Stored rows
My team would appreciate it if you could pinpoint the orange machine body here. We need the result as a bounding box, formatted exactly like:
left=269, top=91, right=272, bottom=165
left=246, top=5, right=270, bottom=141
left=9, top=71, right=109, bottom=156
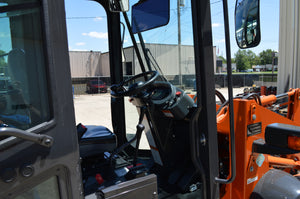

* * *

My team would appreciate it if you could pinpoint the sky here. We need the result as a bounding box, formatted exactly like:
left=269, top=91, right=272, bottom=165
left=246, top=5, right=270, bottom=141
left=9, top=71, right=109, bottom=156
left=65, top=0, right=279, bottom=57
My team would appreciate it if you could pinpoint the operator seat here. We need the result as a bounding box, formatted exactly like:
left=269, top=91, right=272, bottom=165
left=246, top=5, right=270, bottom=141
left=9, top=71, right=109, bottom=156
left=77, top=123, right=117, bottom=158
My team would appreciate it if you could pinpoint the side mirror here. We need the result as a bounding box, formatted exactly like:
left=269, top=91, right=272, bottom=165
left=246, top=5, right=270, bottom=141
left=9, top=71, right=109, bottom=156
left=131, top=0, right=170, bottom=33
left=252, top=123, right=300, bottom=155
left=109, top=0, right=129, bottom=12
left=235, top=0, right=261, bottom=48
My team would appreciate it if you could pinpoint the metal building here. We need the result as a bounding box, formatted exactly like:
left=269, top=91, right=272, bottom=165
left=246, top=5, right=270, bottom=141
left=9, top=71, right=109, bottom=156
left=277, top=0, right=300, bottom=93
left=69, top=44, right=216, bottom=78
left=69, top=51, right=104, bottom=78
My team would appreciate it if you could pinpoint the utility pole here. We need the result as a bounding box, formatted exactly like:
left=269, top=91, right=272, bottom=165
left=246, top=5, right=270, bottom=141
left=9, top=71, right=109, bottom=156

---

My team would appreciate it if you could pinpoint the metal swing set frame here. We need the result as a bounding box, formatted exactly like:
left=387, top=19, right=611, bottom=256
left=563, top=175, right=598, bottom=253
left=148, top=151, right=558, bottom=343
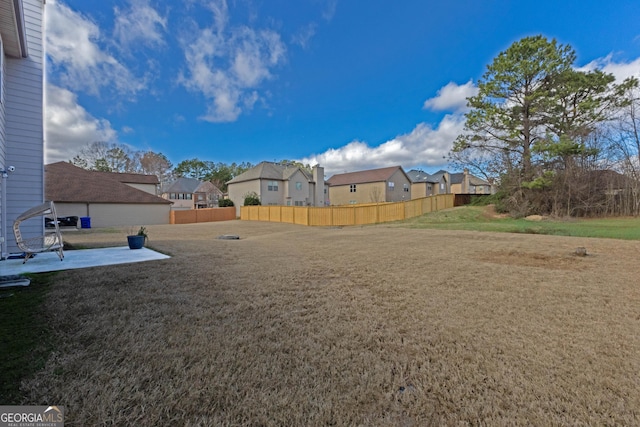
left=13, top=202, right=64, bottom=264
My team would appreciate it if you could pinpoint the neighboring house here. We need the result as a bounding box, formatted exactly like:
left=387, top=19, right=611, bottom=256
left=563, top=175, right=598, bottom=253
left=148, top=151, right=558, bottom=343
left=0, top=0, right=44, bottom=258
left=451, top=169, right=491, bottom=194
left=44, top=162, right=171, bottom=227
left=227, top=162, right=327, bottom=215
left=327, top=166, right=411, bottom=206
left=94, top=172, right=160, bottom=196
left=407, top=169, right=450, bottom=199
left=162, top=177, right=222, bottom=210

Problem to work on
Recast the lines from the one containing "My team would appreciate it if you could pinpoint the sky" through the one containing "left=65, top=0, right=279, bottom=57", both included, as a JSON list of strings with one string per line and blank lines omitted.

Result of the exercise
[
  "My team would appreciate it if you could pinpoint the sky here. We need the result as a bounding box, formatted exactly like:",
  "left=269, top=91, right=272, bottom=165",
  "left=246, top=5, right=270, bottom=141",
  "left=9, top=71, right=109, bottom=156",
  "left=65, top=0, right=279, bottom=57"
]